Given text START

THE COURIER/ Photo by Angy Altamirano

More areas of Queens are slowing down.

The city’s Department of Transportation announced Friday the second phase of Arterial Slow Zones, which reduce speed limits to 25 mph, in 14 new locations throughout the city. New signs will be put up indicating the change.

Among the 14 locations are two Queens corridors. The first will run 5.8 miles on Roosevelt Avenue from Queens Boulevard to 154th Street and the approximate start month is set for September.

In December, the DOT is expected to begin implementing a 5.6-mile slow zone on Metropolitan Avenue from Onderdonk Avenue to 132nd Street.

“Slow Zones are a critical and widely endorsed element of Vision Zero,” DOT Commissioner Polly Trottenberg said. “We are glad to work closely with local communities in bringing these life saving measures to corridors across the city. These 14 additional zones meet another goal we set in February.”

In May the DOT announced that Northern and Queens boulevards would become part of 25 planned Arterial Slow Zones implemented throughout the five boroughs.

The first phase of a Slow Zone for Northern Boulevard runs 4.2 miles long from 40th Road to 114th Street.

DOT also implemented a Slow Zone on Queens Boulevard stretching 7.4 miles from Jackson Avenue to Hillside Avenue.

Given text END
Provided records START

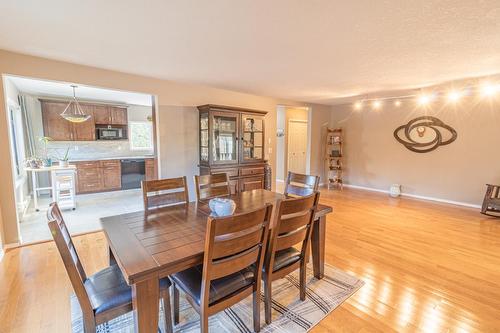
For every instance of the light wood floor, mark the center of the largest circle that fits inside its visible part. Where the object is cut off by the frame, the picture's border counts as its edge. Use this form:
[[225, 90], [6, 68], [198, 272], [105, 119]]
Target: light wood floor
[[428, 267]]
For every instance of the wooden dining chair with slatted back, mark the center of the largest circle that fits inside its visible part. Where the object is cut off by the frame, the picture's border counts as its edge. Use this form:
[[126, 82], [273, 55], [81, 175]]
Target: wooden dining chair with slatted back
[[292, 226], [104, 295], [299, 185], [211, 186], [164, 192], [232, 266]]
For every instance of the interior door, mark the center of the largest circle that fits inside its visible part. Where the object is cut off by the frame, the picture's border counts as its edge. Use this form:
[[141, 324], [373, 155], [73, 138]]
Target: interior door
[[297, 146]]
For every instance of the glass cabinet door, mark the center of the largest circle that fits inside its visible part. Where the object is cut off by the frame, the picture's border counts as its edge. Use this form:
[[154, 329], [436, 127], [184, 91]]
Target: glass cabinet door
[[253, 138], [224, 137], [204, 137]]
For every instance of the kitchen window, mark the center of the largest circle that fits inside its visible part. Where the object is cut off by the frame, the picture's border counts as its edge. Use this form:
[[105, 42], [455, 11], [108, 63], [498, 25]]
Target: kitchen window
[[141, 135]]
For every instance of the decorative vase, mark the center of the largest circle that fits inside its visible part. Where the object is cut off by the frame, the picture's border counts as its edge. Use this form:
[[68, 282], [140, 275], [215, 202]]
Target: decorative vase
[[395, 190], [222, 207]]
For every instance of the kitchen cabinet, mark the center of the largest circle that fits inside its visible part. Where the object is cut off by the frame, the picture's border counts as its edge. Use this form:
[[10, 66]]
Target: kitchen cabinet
[[55, 126], [59, 129], [98, 176], [110, 115], [231, 140], [150, 169]]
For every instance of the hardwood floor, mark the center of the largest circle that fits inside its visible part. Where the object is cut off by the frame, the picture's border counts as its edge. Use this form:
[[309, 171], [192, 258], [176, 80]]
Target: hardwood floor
[[427, 267]]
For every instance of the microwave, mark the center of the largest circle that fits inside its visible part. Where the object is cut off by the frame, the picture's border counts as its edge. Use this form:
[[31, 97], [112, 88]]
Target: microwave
[[110, 133]]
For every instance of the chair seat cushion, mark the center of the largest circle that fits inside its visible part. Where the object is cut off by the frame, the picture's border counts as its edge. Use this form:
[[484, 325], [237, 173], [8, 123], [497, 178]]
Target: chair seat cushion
[[285, 257], [189, 281], [107, 289]]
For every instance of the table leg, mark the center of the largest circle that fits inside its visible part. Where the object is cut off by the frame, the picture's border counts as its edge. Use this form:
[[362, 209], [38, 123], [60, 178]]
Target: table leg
[[112, 260], [145, 298], [35, 193], [318, 247]]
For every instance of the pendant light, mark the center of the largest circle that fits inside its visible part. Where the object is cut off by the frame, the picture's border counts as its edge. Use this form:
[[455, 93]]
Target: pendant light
[[73, 112]]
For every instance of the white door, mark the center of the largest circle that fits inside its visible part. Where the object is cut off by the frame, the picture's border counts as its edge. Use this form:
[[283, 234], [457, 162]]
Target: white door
[[297, 146]]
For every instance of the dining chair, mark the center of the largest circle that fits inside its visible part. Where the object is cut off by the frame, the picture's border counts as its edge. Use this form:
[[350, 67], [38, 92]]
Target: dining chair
[[164, 192], [299, 185], [293, 225], [232, 266], [104, 295], [211, 186]]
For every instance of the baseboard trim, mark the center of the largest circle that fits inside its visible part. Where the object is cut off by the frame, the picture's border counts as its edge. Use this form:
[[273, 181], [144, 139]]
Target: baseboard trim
[[416, 196]]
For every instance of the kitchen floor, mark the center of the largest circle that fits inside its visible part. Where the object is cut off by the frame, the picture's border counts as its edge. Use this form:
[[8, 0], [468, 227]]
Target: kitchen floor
[[85, 218]]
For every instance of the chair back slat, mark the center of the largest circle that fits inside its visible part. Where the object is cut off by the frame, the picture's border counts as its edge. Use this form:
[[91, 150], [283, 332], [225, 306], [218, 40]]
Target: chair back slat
[[287, 240], [70, 257], [228, 247], [211, 186], [235, 263], [233, 243], [164, 192], [299, 185], [237, 223], [294, 223]]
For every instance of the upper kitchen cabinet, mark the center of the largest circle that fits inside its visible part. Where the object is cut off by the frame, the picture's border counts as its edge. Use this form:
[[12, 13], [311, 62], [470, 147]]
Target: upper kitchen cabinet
[[55, 126], [59, 129], [110, 115], [118, 115]]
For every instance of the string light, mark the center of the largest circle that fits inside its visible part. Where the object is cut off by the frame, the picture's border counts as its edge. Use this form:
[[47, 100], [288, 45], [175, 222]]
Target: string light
[[454, 96], [424, 99], [377, 104], [488, 89], [484, 90]]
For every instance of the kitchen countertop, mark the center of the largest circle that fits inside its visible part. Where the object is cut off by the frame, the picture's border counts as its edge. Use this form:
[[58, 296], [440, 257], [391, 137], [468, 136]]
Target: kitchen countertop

Provided records END

* Requirement 1
Reproduce the stretch of the Queens slow zones article from "In May the DOT" through "the five boroughs.".
* Requirement 2
In one to three sentences, explain what the new signs are for, according to the Queens slow zones article.

* Response area 1
In May the DOT announced that Northern and Queens boulevards would become part of 25 planned Arterial Slow Zones implemented throughout the five boroughs.

* Response area 2
The new signs will indicate the change in the Arterial Slow Zones, where speed limits are reduced to 25 mph.